A person unfamiliar with the challenges that most consumers face may wonder what it means to re-humanize. For the consumer, the best definition of the word is: the initiation or restoration of the authority to make personal choices in all departments of life.
We are not different from the general public in this sense. Liberty carries responsibility, and to the degree that a person willingly undertakes the task of being a good neighbor and citizen to his fellows is the degree to which societal satisfactions will be theirs for the asking. What we are rapidly discovering as a group, however, is that, for the consumer, the means of constructing a purposeful life have been blocked and limited at virtually every level, and by a variety of infrastructures.
For example, when a consumer seeks employment, it rarely matters how thoroughly they qualify for the position. Instead, they encounter the employer’s assumption that they will not be able to hold the job. Faced with this brick wall, many consumers allow themselves to surrender to a false sense of resignation. Many consumers even come to share the working world’s opinion of them, and to stop acquiring skills through education, volunteer work, and the like.
It doesn’t stop there. Consumers may become their own worst enemy. Blending difficult family dynamics (often consumers hold a scapegoat role), the many defeats brought about by excessive medicine and unnecessary confinement, skepticism from the general public and the police which regulate it, and many other such harrowing elements of a daily existence, consumers frequently forecast generalized failure for themselves.

Point localization data:
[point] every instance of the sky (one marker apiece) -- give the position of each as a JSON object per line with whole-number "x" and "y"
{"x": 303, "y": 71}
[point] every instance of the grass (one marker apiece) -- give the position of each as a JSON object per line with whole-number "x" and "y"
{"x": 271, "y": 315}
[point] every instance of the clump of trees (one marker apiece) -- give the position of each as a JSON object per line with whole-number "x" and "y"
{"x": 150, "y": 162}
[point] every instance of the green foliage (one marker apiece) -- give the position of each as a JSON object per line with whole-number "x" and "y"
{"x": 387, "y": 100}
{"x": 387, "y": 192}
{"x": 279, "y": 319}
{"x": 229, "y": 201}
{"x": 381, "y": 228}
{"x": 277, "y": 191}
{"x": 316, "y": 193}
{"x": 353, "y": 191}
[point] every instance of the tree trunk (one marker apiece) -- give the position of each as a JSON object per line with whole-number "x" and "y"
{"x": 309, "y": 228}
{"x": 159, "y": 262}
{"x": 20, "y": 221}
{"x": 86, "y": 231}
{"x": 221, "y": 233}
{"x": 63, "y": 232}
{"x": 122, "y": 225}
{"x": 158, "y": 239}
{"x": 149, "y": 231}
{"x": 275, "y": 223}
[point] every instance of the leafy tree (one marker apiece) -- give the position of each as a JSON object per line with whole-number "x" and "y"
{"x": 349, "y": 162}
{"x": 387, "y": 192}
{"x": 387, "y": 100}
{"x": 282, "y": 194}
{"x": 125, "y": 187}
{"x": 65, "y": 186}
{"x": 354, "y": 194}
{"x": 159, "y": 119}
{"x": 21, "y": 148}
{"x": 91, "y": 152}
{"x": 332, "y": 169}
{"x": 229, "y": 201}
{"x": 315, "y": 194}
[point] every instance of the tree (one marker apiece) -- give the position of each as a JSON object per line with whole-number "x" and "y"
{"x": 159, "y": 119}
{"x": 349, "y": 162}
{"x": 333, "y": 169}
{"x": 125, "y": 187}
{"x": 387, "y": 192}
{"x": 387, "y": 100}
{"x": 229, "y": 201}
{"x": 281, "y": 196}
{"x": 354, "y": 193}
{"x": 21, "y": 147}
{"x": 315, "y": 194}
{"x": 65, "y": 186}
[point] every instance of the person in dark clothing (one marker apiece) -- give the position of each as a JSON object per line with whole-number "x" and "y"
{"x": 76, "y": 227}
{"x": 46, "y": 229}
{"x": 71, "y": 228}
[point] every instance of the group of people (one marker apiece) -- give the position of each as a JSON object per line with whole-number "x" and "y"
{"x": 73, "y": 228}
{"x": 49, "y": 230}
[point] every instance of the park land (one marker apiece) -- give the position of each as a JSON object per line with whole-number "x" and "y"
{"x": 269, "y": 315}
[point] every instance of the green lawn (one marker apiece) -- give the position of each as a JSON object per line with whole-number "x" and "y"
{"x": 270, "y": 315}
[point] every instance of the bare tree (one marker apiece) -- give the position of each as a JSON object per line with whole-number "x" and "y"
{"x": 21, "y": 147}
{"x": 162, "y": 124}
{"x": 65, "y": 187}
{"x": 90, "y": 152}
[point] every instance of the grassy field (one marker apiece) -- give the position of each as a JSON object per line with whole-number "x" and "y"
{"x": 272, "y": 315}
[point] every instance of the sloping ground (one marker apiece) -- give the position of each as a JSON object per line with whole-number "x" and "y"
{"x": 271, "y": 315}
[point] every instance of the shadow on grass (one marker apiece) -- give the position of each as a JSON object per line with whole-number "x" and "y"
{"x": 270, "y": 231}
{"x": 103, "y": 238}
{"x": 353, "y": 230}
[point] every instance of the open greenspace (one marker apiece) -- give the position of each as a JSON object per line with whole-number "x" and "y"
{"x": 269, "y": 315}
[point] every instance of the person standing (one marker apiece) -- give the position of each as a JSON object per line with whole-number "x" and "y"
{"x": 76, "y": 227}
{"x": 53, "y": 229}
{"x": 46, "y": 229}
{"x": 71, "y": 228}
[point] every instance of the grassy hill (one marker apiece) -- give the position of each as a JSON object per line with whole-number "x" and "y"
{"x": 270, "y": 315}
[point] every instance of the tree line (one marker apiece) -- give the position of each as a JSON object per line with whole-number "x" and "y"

> **Problem**
Continue the passage on re-humanizing consumers, picking up after its final sentence.

> **Answer below**
Green Tree Peers offers an alternative—a true and viable alternative!—to those of us who are willing to take the first few steps toward recovery. Honesty in self-disclosure within a community, a community that can relate to the problems of an individual without pronouncing judgments upon them, is very important as a foundation of recovery. One of us estimates that he has seen over a half dozen fundamental changes of attitude in participants—and countless incidents of a one-time guest turning toward hope.
As we aim more accurately toward the creation of skills and employability, what remains most important is the healing bond of loving friendship—and we invite any consumer to experience for themselves the tremendous power of trust in fellowship. Whether you stop in occasionally, or make a commitment to complete seminars designed effectively to expand horizons in life across the board, you will benefit from the process involved.
Friendships empower friends. As it is truly said: “Love never fails.”